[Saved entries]
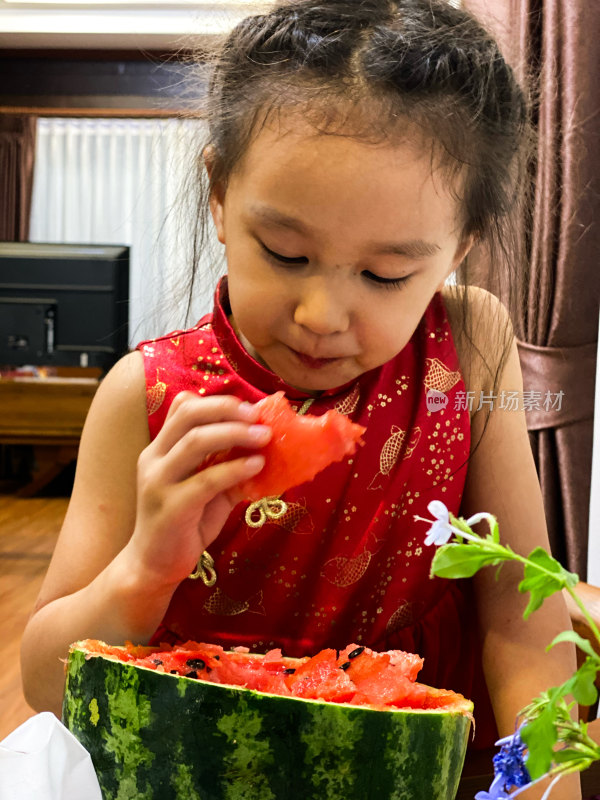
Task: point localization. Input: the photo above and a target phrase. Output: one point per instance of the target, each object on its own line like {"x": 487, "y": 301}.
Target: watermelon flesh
{"x": 299, "y": 448}
{"x": 356, "y": 675}
{"x": 183, "y": 723}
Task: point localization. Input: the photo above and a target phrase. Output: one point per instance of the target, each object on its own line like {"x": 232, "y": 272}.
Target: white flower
{"x": 441, "y": 531}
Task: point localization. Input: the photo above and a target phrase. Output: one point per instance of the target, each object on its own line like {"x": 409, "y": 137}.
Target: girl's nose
{"x": 322, "y": 309}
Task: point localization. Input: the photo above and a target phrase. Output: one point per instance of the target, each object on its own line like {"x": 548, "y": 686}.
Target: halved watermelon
{"x": 172, "y": 724}
{"x": 300, "y": 447}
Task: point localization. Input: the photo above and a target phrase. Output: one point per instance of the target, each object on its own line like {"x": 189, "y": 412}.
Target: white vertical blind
{"x": 119, "y": 181}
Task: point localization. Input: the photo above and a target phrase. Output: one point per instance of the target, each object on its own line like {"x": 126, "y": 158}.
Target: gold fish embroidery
{"x": 222, "y": 605}
{"x": 296, "y": 519}
{"x": 390, "y": 452}
{"x": 342, "y": 571}
{"x": 346, "y": 405}
{"x": 155, "y": 395}
{"x": 439, "y": 377}
{"x": 403, "y": 616}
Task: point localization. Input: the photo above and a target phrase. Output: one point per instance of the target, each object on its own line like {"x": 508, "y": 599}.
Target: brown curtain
{"x": 558, "y": 328}
{"x": 17, "y": 149}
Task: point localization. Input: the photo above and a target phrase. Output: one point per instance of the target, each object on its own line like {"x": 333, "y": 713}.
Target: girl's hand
{"x": 181, "y": 508}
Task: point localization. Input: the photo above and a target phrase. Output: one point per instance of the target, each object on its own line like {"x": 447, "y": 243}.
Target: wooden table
{"x": 47, "y": 413}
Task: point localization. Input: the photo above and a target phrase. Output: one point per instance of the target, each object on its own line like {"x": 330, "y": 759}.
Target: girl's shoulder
{"x": 483, "y": 335}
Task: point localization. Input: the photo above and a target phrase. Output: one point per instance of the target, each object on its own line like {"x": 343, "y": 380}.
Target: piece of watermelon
{"x": 300, "y": 447}
{"x": 157, "y": 734}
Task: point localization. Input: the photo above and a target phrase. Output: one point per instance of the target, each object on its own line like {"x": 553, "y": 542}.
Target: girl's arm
{"x": 502, "y": 480}
{"x": 139, "y": 517}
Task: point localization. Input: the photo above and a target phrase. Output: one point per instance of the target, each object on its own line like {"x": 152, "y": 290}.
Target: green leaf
{"x": 543, "y": 577}
{"x": 460, "y": 523}
{"x": 583, "y": 644}
{"x": 461, "y": 560}
{"x": 540, "y": 736}
{"x": 584, "y": 688}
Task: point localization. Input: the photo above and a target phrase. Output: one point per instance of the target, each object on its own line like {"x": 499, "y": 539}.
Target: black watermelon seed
{"x": 195, "y": 663}
{"x": 356, "y": 652}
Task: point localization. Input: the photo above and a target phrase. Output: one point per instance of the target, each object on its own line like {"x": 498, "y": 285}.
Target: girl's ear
{"x": 462, "y": 252}
{"x": 217, "y": 192}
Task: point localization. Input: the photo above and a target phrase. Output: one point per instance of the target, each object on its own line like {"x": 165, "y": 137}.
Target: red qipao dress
{"x": 347, "y": 561}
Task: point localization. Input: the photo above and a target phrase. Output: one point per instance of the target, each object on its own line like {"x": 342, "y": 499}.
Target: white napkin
{"x": 42, "y": 760}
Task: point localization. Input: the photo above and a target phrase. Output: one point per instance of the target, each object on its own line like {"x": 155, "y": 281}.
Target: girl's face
{"x": 334, "y": 249}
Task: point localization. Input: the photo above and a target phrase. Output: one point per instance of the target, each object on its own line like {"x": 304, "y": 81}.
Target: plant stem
{"x": 585, "y": 612}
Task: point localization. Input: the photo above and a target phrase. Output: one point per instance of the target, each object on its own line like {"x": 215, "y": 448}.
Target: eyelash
{"x": 383, "y": 283}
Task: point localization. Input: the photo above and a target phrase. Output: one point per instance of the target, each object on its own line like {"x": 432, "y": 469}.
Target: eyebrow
{"x": 413, "y": 248}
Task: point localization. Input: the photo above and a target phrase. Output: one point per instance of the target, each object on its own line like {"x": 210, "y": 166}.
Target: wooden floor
{"x": 28, "y": 531}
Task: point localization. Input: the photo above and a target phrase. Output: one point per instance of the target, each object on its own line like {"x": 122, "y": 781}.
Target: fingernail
{"x": 260, "y": 433}
{"x": 248, "y": 411}
{"x": 255, "y": 463}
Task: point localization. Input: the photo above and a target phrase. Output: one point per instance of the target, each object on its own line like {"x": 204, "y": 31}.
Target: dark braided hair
{"x": 375, "y": 69}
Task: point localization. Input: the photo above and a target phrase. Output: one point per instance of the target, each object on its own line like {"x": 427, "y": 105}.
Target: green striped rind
{"x": 155, "y": 735}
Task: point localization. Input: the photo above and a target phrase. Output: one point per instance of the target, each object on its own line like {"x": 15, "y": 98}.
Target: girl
{"x": 357, "y": 151}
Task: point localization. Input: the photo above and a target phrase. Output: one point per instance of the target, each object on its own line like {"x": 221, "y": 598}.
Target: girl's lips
{"x": 313, "y": 363}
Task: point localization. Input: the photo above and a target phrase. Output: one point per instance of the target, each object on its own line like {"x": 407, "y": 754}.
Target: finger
{"x": 188, "y": 411}
{"x": 219, "y": 480}
{"x": 198, "y": 444}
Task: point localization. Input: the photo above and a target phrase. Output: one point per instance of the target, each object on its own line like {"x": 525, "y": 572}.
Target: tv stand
{"x": 47, "y": 413}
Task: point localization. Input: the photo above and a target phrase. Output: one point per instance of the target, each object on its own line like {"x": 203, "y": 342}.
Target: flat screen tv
{"x": 63, "y": 304}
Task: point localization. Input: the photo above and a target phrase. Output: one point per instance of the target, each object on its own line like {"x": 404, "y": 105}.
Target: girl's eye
{"x": 284, "y": 259}
{"x": 387, "y": 283}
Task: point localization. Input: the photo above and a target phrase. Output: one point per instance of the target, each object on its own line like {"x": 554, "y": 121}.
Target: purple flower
{"x": 510, "y": 761}
{"x": 509, "y": 769}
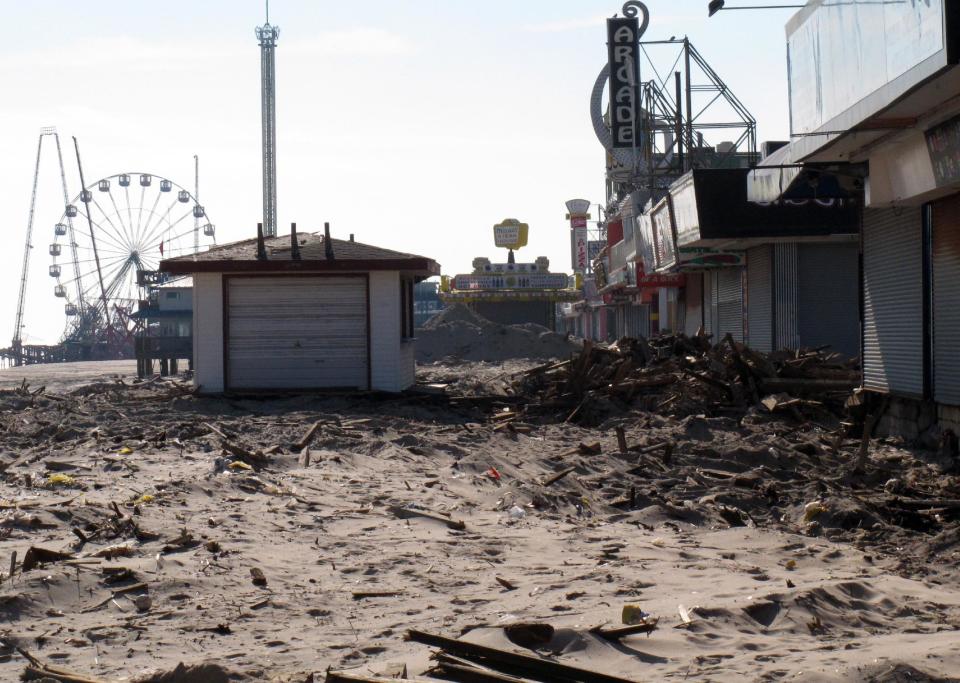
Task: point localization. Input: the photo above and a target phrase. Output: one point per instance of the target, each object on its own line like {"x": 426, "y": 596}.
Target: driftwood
{"x": 558, "y": 476}
{"x": 513, "y": 662}
{"x": 615, "y": 634}
{"x": 408, "y": 513}
{"x": 308, "y": 437}
{"x": 349, "y": 677}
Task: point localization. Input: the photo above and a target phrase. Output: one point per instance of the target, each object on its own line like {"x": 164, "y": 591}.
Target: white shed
{"x": 324, "y": 314}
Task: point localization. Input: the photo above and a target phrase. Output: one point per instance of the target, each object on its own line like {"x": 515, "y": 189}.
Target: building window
{"x": 406, "y": 308}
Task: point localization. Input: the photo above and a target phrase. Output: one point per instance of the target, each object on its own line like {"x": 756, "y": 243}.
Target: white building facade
{"x": 304, "y": 318}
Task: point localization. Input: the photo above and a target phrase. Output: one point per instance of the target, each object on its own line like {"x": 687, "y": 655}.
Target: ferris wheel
{"x": 115, "y": 227}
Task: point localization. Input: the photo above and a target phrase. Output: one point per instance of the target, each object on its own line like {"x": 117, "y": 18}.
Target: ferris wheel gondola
{"x": 112, "y": 230}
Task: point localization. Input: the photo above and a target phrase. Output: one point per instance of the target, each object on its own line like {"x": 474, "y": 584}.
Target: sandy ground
{"x": 64, "y": 376}
{"x": 774, "y": 599}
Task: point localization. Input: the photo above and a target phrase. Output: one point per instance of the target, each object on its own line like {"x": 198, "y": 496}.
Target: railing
{"x": 166, "y": 347}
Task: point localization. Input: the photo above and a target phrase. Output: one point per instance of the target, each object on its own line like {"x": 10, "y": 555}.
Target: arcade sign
{"x": 510, "y": 281}
{"x": 623, "y": 36}
{"x": 511, "y": 234}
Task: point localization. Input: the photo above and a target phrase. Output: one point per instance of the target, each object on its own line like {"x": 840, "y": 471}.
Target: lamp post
{"x": 716, "y": 5}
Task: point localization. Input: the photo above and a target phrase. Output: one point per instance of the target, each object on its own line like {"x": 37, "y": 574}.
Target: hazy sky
{"x": 415, "y": 124}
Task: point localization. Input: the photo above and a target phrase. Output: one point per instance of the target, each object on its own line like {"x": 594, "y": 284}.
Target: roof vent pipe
{"x": 294, "y": 244}
{"x": 327, "y": 242}
{"x": 261, "y": 247}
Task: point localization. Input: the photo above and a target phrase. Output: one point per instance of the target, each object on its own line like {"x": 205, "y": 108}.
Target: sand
{"x": 852, "y": 596}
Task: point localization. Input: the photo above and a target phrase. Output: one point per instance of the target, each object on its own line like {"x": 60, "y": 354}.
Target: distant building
{"x": 426, "y": 302}
{"x": 302, "y": 312}
{"x": 876, "y": 113}
{"x": 165, "y": 332}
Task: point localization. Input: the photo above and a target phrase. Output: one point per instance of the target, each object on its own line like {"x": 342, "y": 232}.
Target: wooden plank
{"x": 407, "y": 513}
{"x": 308, "y": 437}
{"x": 558, "y": 476}
{"x": 535, "y": 667}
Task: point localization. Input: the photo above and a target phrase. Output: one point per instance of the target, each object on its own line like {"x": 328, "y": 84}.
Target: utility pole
{"x": 267, "y": 35}
{"x": 85, "y": 197}
{"x": 17, "y": 344}
{"x": 196, "y": 198}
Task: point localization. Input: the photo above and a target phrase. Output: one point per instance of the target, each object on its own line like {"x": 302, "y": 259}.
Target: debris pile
{"x": 467, "y": 661}
{"x": 459, "y": 333}
{"x": 679, "y": 375}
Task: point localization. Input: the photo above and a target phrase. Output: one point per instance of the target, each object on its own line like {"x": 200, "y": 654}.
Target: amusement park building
{"x": 302, "y": 312}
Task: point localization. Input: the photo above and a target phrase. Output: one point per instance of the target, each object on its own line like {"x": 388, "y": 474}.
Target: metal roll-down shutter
{"x": 827, "y": 297}
{"x": 296, "y": 332}
{"x": 730, "y": 303}
{"x": 946, "y": 300}
{"x": 760, "y": 298}
{"x": 893, "y": 301}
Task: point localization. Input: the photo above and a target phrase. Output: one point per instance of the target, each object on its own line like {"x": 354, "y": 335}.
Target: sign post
{"x": 510, "y": 234}
{"x": 577, "y": 214}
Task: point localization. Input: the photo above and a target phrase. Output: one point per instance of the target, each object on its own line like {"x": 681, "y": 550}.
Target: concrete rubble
{"x": 540, "y": 521}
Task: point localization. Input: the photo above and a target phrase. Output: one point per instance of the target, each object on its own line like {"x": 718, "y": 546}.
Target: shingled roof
{"x": 347, "y": 256}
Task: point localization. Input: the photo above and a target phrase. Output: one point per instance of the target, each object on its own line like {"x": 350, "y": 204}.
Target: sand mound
{"x": 459, "y": 333}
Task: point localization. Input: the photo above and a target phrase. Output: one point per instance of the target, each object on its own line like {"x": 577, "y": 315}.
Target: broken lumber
{"x": 558, "y": 476}
{"x": 408, "y": 513}
{"x": 255, "y": 460}
{"x": 615, "y": 634}
{"x": 308, "y": 437}
{"x": 347, "y": 677}
{"x": 535, "y": 667}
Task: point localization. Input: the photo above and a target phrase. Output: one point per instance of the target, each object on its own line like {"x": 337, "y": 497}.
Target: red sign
{"x": 662, "y": 280}
{"x": 654, "y": 280}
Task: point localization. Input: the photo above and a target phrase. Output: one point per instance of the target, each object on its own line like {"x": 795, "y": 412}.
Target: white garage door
{"x": 297, "y": 332}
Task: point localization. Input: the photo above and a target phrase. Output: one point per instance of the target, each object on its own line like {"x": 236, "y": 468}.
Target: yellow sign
{"x": 510, "y": 234}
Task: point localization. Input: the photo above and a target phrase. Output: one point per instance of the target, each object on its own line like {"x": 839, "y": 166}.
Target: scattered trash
{"x": 61, "y": 480}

WHAT IS EXPECTED
From the line that holds "Target: yellow sign" to the last line of the records above, print each line exactly. Add nothing else.

ANSWER TO THE PROBLEM
Target: yellow sign
{"x": 510, "y": 234}
Task: point localization. Input: the photo above and a target phrase. Output: one point per instance of the target, each object on its own line like {"x": 839, "y": 166}.
Target: scattered trash
{"x": 61, "y": 480}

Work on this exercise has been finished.